* [Required action]
Look through the lines below, find those with the word "jersey", and copy them.

* [Entries shown]
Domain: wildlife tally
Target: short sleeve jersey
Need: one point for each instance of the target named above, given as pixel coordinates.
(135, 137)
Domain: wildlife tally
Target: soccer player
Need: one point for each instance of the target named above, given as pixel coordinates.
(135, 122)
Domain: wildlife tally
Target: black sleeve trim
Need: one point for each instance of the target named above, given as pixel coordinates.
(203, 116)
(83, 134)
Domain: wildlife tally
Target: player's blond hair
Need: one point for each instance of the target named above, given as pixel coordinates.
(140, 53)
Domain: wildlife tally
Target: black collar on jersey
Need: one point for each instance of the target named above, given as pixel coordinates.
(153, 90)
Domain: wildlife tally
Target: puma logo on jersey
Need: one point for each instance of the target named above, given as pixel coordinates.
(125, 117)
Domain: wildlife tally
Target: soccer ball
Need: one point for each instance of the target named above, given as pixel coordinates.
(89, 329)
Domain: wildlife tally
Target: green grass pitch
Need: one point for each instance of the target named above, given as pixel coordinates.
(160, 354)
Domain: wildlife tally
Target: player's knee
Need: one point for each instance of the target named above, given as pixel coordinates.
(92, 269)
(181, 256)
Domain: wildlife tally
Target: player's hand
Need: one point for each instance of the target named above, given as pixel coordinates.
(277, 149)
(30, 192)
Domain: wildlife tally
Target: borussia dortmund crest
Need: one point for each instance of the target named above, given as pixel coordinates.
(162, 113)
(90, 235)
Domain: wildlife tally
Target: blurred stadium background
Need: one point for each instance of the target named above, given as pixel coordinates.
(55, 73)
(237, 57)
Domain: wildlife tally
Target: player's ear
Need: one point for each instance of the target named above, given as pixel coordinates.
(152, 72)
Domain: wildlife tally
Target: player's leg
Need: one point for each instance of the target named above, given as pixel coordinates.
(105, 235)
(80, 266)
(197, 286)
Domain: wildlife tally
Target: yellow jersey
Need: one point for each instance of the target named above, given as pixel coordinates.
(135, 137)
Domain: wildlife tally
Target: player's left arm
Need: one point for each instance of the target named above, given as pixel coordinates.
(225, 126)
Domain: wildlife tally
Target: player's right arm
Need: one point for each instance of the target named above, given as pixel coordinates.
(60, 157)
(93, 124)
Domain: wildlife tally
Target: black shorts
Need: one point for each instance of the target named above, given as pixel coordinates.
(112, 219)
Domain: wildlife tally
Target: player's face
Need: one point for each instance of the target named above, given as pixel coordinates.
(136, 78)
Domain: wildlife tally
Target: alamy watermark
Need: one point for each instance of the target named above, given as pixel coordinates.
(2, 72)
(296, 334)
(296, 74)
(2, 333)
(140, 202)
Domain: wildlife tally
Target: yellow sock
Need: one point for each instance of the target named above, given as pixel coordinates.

* [Reply]
Target: short sleeve jersey
Target: black collar on jersey
Target: puma logo on jersey
Target: yellow jersey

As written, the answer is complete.